Exercise aim —
Please reproduce all the data exactly as written and omit the pictures.

Point localization data:
----------------

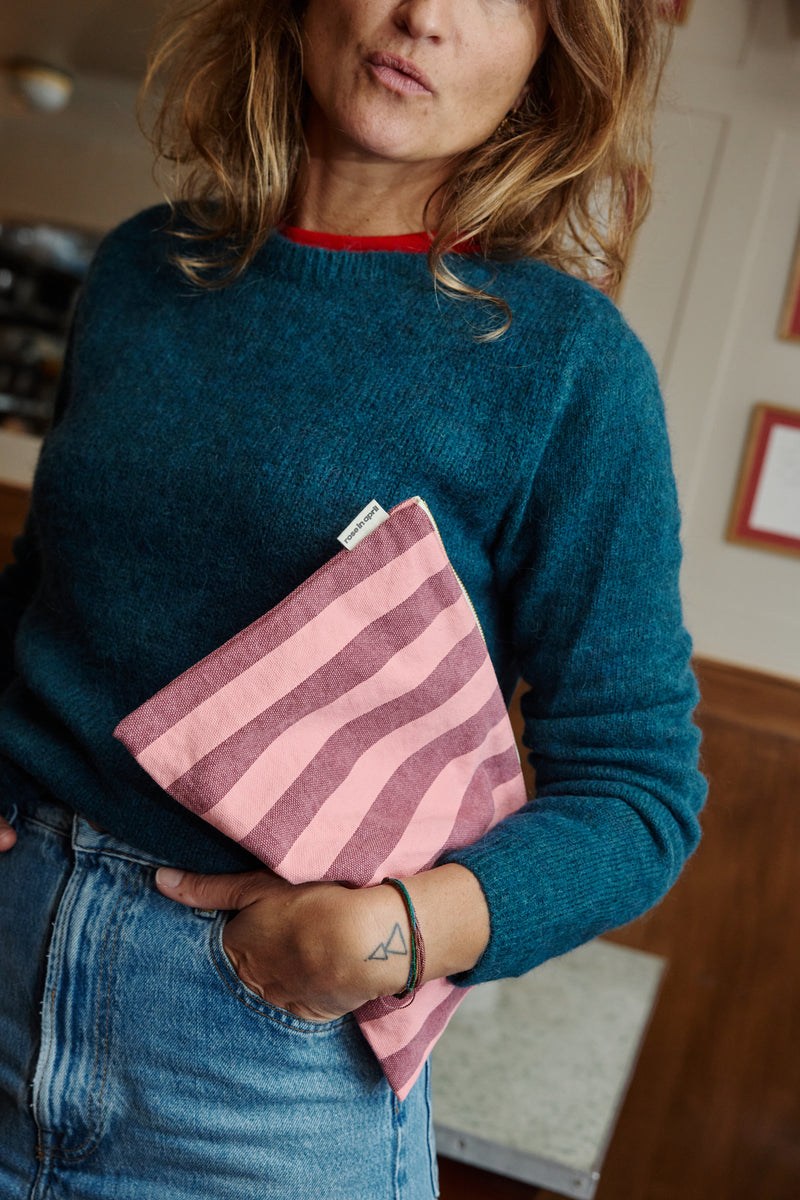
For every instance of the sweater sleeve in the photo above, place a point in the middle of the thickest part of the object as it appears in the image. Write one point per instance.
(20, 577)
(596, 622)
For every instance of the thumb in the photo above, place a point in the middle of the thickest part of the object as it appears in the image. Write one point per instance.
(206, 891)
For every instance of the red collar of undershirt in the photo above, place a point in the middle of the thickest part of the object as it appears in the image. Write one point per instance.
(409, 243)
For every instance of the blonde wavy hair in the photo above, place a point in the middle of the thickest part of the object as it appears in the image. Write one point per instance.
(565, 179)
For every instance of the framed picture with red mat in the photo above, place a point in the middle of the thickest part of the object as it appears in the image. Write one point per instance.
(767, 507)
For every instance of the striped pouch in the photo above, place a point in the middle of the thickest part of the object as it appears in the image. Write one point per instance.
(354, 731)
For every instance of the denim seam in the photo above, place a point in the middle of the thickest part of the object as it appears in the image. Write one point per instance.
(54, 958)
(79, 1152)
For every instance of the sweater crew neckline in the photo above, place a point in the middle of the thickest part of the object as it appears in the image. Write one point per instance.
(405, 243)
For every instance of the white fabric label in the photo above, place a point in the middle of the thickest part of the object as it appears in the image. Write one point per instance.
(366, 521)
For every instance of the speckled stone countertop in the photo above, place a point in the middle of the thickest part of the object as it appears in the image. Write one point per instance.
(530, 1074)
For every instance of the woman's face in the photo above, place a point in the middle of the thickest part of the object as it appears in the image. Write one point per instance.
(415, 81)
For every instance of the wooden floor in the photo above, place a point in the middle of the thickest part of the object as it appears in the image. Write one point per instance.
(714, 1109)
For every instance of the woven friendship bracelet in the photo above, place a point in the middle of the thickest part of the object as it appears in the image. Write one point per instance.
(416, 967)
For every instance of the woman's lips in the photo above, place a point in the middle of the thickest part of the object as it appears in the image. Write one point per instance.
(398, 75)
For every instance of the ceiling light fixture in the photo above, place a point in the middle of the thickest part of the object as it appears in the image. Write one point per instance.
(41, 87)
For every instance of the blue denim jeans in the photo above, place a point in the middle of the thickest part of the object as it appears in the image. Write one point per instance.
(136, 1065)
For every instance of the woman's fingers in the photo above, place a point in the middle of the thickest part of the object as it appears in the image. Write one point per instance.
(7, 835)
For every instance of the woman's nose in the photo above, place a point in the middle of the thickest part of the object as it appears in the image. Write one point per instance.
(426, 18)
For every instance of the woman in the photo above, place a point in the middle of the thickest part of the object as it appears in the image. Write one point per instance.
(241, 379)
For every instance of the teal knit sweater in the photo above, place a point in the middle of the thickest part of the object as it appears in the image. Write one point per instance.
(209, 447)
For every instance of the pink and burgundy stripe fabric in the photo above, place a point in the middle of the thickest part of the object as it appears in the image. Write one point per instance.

----------------

Exercise output —
For every instance of the sweater sleeve in the photo above, place a point in the middle of the thickest part of the object as it appears in the image. Write one point per instance.
(20, 577)
(596, 622)
For every instance of the thumb in the photo above, place a point in the middle of the thickest part of the object as it appears in the image. Write one point per instance.
(206, 891)
For every instance of the red collar of undershirt in the photo above, place a point in the middle of the thickest part of the object as it appears in the image. Write one point per instance.
(409, 243)
For every instance of the blonde wavy hair in the photo above, place a point in the middle of the thickest part of the object as it appears in the image. Write one point per instance.
(565, 179)
For every instance of the framed picture with red mat in the photo above, place a point in the middle of the thickest part of the object as it appears in the image. Write one point per instance.
(767, 507)
For every instance of the striped pouch in the photo above, place a point in the middle of the thickest part of the object as it appears in the image. Write one point per instance.
(354, 731)
For every instance of the denim seam in the photo above, place a point in the middle of the thickest part of the object as it appears in the image. Write one point per instance.
(54, 958)
(79, 1152)
For every instance of the sweater crew neckline in the photo above, place a point in the middle of the thickest part of the object as it appears in the image. Write one point per instance.
(405, 243)
For every instance of the white fabric label in the photo above, place a point in the middle of the thickest part of the object as it appears in the image. Write one point per instance.
(366, 521)
For every instance of the speckled stone countertop in the photo above, place a point in the middle of the thickest part of the object as it appears in the image. Write one point per instance.
(530, 1074)
For every instance of the woman's face in the photo above, place a point in the middle of the thickest part of the object as it appears in the image. Write one point per instance.
(415, 81)
For every instance of the wooden floor in the photo above, place a point in the middle of the thickest part of the object as it appears in the image. Write one point per instance.
(714, 1109)
For every instance of the woven friendship bracelet in the photo above, place a point in the middle of the thickest part of the object as it appears in the image. Write one point per instance.
(416, 967)
For every instance of the woman's lips in the photo above, place a point in the middle of the thickest part of the object as it appears in the image. Write one point per instance.
(398, 75)
For every instance of the ceiling light fixture in the photo above, place a point in the middle of the thickest part of the object as it appears in the image. Write one point per instance.
(41, 87)
For every instance of the blue denim jeans in the photo above, place a point in the middle of the thickest part of the object as it appears in the image. Write one point per instance.
(136, 1065)
For every instance of the woman's fingers in the photo above, place a point in the middle of the thickest part of the object as it appears in the image. Write one point per instance.
(7, 835)
For every instance of the woman's nose in the photo above, place a point in the middle of the thickest part of the object as it appears in the image. Write one point per instance.
(426, 18)
For every instance of the woman in the photo above, place a point in the middle of the thickest part of the object as it appears in the image. Write one point per instance.
(241, 379)
For every instance of the teal knit sweater in the photo above, place a point in the middle of the thickest part of the object as it appears in the image. Write one point per instance.
(209, 447)
For every instance of the pink and burgundy stripe fabric in the photo above, place a point in the middle of the thickest part of the object as it appears in the image. Write one point per instance.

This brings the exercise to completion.